DESCRIPTION OF THE TASK :: Everything in the records below except the images should be output exactly as written.

DATASET RECORDS ::
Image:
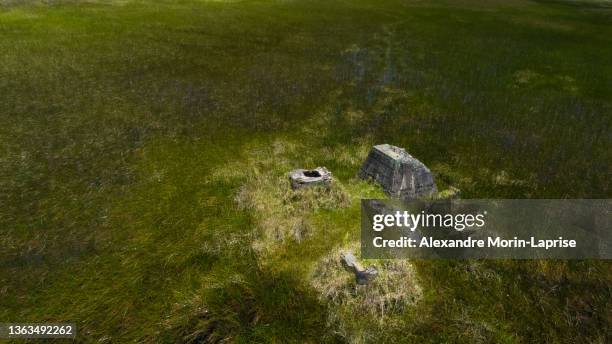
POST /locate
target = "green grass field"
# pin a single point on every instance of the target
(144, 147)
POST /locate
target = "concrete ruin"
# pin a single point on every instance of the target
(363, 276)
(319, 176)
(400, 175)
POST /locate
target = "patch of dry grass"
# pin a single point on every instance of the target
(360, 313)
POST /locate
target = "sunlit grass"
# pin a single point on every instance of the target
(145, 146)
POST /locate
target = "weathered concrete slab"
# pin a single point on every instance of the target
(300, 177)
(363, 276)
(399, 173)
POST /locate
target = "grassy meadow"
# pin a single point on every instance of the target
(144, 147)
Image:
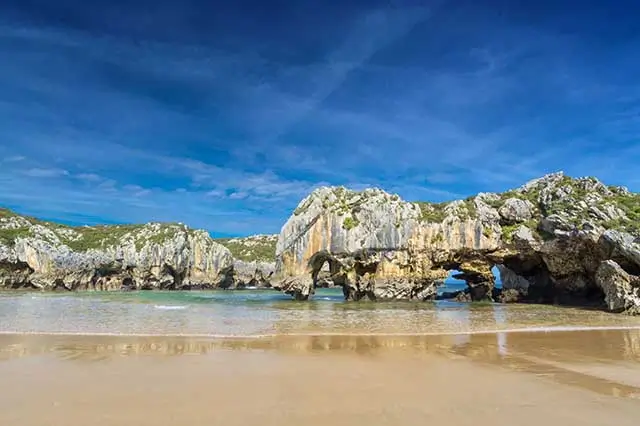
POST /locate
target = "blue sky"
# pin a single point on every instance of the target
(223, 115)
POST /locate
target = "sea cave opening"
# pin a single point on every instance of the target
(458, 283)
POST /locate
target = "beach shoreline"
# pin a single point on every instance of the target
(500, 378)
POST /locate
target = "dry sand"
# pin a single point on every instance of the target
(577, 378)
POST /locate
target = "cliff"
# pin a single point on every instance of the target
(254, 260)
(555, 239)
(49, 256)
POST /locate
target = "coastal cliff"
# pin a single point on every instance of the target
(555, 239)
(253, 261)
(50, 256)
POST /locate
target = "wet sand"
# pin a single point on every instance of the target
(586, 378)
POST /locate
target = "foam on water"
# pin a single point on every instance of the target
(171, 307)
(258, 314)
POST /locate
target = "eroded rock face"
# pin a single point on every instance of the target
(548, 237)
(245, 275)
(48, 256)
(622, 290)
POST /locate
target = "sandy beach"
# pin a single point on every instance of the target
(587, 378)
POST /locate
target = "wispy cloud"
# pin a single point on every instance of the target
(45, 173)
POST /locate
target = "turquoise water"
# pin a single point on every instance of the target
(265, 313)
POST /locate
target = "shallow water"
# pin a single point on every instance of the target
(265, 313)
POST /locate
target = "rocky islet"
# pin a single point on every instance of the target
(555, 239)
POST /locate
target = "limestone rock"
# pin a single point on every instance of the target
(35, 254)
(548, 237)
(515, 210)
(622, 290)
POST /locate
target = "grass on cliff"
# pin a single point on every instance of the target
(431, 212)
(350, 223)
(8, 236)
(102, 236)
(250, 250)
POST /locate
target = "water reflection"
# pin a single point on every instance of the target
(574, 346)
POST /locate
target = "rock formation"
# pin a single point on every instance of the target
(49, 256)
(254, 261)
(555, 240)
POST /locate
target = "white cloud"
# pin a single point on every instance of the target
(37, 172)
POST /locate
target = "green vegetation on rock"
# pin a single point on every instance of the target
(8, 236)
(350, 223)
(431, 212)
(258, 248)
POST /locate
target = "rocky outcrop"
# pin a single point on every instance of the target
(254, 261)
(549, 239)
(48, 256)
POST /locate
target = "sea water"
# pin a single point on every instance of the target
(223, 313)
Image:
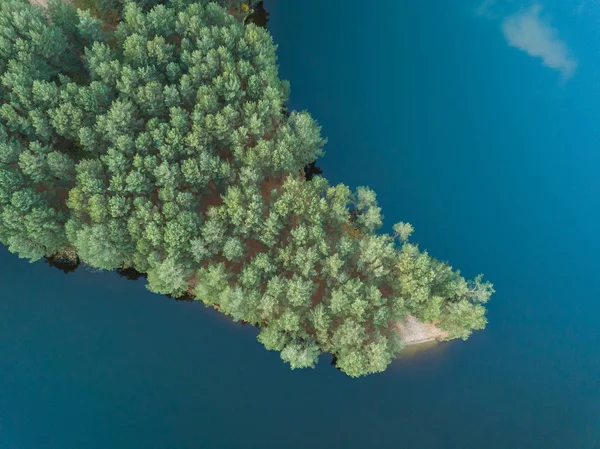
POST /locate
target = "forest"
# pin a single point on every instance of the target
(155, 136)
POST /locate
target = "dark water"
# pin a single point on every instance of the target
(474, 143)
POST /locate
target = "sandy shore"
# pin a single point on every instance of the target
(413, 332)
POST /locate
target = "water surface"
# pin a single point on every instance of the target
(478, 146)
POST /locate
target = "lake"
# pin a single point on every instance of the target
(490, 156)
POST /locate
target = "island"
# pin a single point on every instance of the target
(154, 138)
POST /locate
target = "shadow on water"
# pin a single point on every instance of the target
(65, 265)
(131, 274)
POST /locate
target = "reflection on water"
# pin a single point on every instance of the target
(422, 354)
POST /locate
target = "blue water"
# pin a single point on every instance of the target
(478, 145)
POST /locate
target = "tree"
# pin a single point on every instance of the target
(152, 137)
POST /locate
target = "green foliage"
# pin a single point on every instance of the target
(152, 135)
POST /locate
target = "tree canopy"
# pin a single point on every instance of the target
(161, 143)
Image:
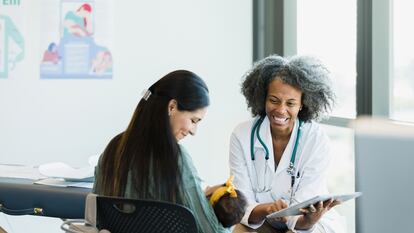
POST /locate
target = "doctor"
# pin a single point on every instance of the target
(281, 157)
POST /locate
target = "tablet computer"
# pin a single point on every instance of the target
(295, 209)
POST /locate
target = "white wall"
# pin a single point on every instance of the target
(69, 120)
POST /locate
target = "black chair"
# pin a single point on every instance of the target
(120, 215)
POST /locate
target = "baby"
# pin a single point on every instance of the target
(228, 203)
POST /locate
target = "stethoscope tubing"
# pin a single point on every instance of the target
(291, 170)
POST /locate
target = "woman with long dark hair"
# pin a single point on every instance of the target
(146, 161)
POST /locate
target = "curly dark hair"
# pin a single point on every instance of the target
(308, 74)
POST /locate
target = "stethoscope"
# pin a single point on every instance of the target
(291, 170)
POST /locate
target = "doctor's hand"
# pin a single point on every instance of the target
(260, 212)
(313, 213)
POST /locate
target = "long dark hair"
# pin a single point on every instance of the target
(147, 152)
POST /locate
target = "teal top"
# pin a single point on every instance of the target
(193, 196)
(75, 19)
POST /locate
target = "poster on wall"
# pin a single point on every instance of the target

TASK ANSWER ::
Image:
POST /locate
target = "green grass field"
# pin a single point on every instance of the target
(144, 147)
POST /locate
target = "concrete ruin"
# pin a single point on every instance of the target
(363, 276)
(319, 176)
(400, 175)
POST /locate
target = "patch of dry grass"
# pin a single point on every instance of the target
(360, 313)
POST /locate
target = "sunlit grass"
# pin a single point on every instance of the target
(145, 146)
POST /locate
target = "weathered concrete slab"
# pin a single point on every instance of the target
(300, 177)
(363, 276)
(399, 173)
POST /locate
target = "grassy meadow"
# pin a single point on every instance of the target
(144, 147)
Image:
POST /locate
target = "blue sky"
# pin a single point on every instance of the target
(223, 115)
POST /locate
target = "sea cave opening"
# pin a single point on every instance of the target
(458, 283)
POST /locate
target = "beach shoreline"
# pin a single point on every instance of the target
(500, 378)
POST /locate
target = "dry sand"
# pin a single point on every instance of the target
(577, 378)
POST /locate
target = "cliff"
# pin a single point on every instance of the target
(254, 260)
(555, 239)
(49, 256)
POST /locate
target = "coastal cliff"
# pin a single point on every instance of the target
(555, 239)
(253, 261)
(50, 256)
POST /locate
target = "wet sand"
# pin a single point on every instance of the target
(586, 378)
POST /locate
target = "foam on water"
# pin a single point on every instance of the target
(171, 307)
(258, 314)
POST /locate
target = "eroded rock face"
# pin a single point on every instance of the target
(548, 237)
(245, 275)
(48, 256)
(622, 290)
POST /locate
target = "sandy beach"
# pin a single point on every instance of the target
(587, 378)
POST /locate
target = "wispy cloud"
# pin a single point on every instance of the target
(45, 173)
POST /locate
target = "turquoise water"
# pin a single point on every instance of the target
(265, 313)
POST /locate
target = "shallow water"
# pin a single point on every instance of the target
(265, 313)
POST /locate
target = "rocky islet"
# pin a single point on every instance of the target
(555, 239)
POST /locate
target = "limestone rock"
# pin a single point on every instance of the target
(35, 254)
(548, 237)
(515, 210)
(622, 290)
POST /locate
target = "grass on cliff"
# pin a single point on every instance of the target
(431, 212)
(350, 223)
(8, 236)
(102, 236)
(250, 250)
POST /locate
target = "water reflection"
# pin a single point on every instance of the target
(574, 346)
POST /locate
target = "rock formation"
# pin a single point on every instance of the target
(49, 256)
(254, 261)
(555, 240)
POST /locate
target = "white cloud"
# pin a single point on every instance of the target
(37, 172)
POST /locate
target = "green vegetation on rock"
# pin a single point on every instance of the target
(8, 236)
(350, 223)
(431, 212)
(258, 248)
POST /locate
target = "rocky outcrop"
# pin a single point on every instance of the target
(254, 261)
(549, 239)
(48, 256)
POST /locate
target = "sea water"
# pin a single point on every instance of the target
(223, 313)
Image:
POST /locate
target = "forest"
# pin a single point on every instance of the target
(155, 136)
POST /locate
target = "dark water"
# pin a single point on every instance of the target
(474, 143)
POST /locate
target = "sandy shore"
# pin a single point on every instance of the target
(413, 332)
POST /locate
target = "water surface"
# pin a single point on every instance of the target
(478, 146)
POST /locate
target = "lake"
# pin a single point on every instance of the target
(490, 156)
POST /locate
target = "island"
# pin a single point on every instance of the target
(154, 138)
POST /locate
target = "shadow on water"
# pin a single point on every instance of the target
(65, 265)
(131, 274)
POST /locate
target = "reflection on water"
# pin a single point on every instance of the target
(422, 354)
POST /locate
target = "blue water"
# pin a single point on every instance of the target
(478, 145)
POST /locate
target = "tree"
# pin a single point on every instance of the target
(152, 137)
POST /locate
target = "green foliage"
# pin a single point on every instance of the target
(152, 135)
POST /locate
target = "tree canopy"
# pin a single point on every instance of the target
(161, 143)
Image:
POST /locate
target = "doctor"
# pin a single point on every instance of the target
(281, 157)
POST /locate
target = "tablet computer"
# pin a single point on every instance of the target
(295, 209)
POST /locate
target = "white wall"
# pin a single point on every instance of the target
(69, 120)
POST /locate
target = "black chair"
# pin a single point on every instance of the target
(120, 215)
POST /locate
target = "baby"
# pin a single point on every instance of the target
(228, 203)
POST /locate
target = "stethoscope tubing"
# pin a single point on every instance of the target
(291, 170)
POST /locate
target = "woman with long dark hair"
# pin a single point on every instance of the target
(146, 161)
POST /locate
target = "curly dark hair"
# pin a single point on every instance of the target
(308, 74)
POST /locate
target = "stethoscope"
# pin a single point on every instance of the target
(291, 170)
POST /locate
target = "doctor's hand"
# pin a single point on every instance of the target
(260, 212)
(313, 213)
POST /locate
target = "long dark hair"
# pin a single point on every instance of the target
(147, 152)
POST /locate
target = "teal top"
# pin a single point on every instance of the target
(193, 196)
(75, 19)
POST /locate
target = "poster on wall"
# pin a single point on every instance of the target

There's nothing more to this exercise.